Dataset records -

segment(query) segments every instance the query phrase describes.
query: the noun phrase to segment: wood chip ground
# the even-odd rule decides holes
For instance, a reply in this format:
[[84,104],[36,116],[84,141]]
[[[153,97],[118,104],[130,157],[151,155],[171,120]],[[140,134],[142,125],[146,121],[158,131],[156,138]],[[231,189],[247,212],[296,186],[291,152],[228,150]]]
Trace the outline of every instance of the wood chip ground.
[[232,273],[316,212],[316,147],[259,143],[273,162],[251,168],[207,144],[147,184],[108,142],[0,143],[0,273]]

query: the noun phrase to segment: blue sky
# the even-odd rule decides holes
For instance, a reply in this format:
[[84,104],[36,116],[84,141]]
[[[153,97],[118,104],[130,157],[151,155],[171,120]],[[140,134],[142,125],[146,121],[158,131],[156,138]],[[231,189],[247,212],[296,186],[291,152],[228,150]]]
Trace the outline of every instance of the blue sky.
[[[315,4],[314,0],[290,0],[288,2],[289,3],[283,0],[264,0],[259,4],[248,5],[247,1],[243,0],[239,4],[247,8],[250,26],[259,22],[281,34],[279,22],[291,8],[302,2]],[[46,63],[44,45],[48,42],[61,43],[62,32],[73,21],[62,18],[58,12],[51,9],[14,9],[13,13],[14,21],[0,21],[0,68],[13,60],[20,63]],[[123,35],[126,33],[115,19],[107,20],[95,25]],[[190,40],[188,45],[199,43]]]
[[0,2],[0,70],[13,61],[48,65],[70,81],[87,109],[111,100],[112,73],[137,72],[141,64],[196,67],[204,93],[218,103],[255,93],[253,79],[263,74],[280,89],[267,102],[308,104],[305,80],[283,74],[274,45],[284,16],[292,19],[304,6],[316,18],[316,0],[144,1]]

Task to carry out -
Reproduce the entire listing above verbatim, line for line, with no changes.

Response to this exercise -
segment(query) segments every instance the query phrase describes.
query: the noun phrase to segment: wood chip ground
# the even-odd rule decides holes
For instance, a reply in this format:
[[84,104],[36,116],[84,141]]
[[[153,97],[118,104],[130,157],[151,155],[171,120]],[[140,134],[142,125],[146,121],[158,131],[156,138]],[[231,189],[247,212],[296,186],[291,152],[228,150]]]
Trace the outline of every instance of the wood chip ground.
[[232,273],[316,212],[316,147],[259,143],[273,162],[251,168],[207,144],[147,184],[108,142],[0,143],[0,273]]

query: the noun phrase to segment: blue sky
# the even-odd rule decides holes
For instance, a reply in this format:
[[84,104],[36,116],[84,141]]
[[[153,97],[118,104],[130,157],[151,155],[171,120]],[[140,134],[142,125],[146,121],[158,131],[156,138]],[[231,189],[247,212],[296,186],[291,152],[228,150]]]
Trace the outline of every instance of the blue sky.
[[[315,4],[314,0],[290,0],[288,2],[289,3],[283,0],[264,0],[259,4],[248,5],[247,1],[243,0],[239,4],[247,8],[250,26],[259,22],[281,34],[279,22],[291,8],[302,2]],[[46,63],[44,45],[48,42],[61,43],[62,32],[73,21],[62,18],[58,12],[51,9],[14,9],[13,13],[14,21],[0,21],[0,68],[13,60],[20,63]],[[123,35],[126,33],[115,19],[107,20],[95,25]],[[190,40],[188,45],[199,43]]]
[[0,2],[0,70],[13,61],[48,65],[70,81],[87,109],[111,100],[112,73],[137,72],[141,64],[196,67],[204,93],[218,103],[255,93],[253,79],[263,74],[280,89],[267,102],[308,104],[305,80],[283,74],[274,45],[284,16],[292,19],[304,6],[316,18],[316,0],[144,1]]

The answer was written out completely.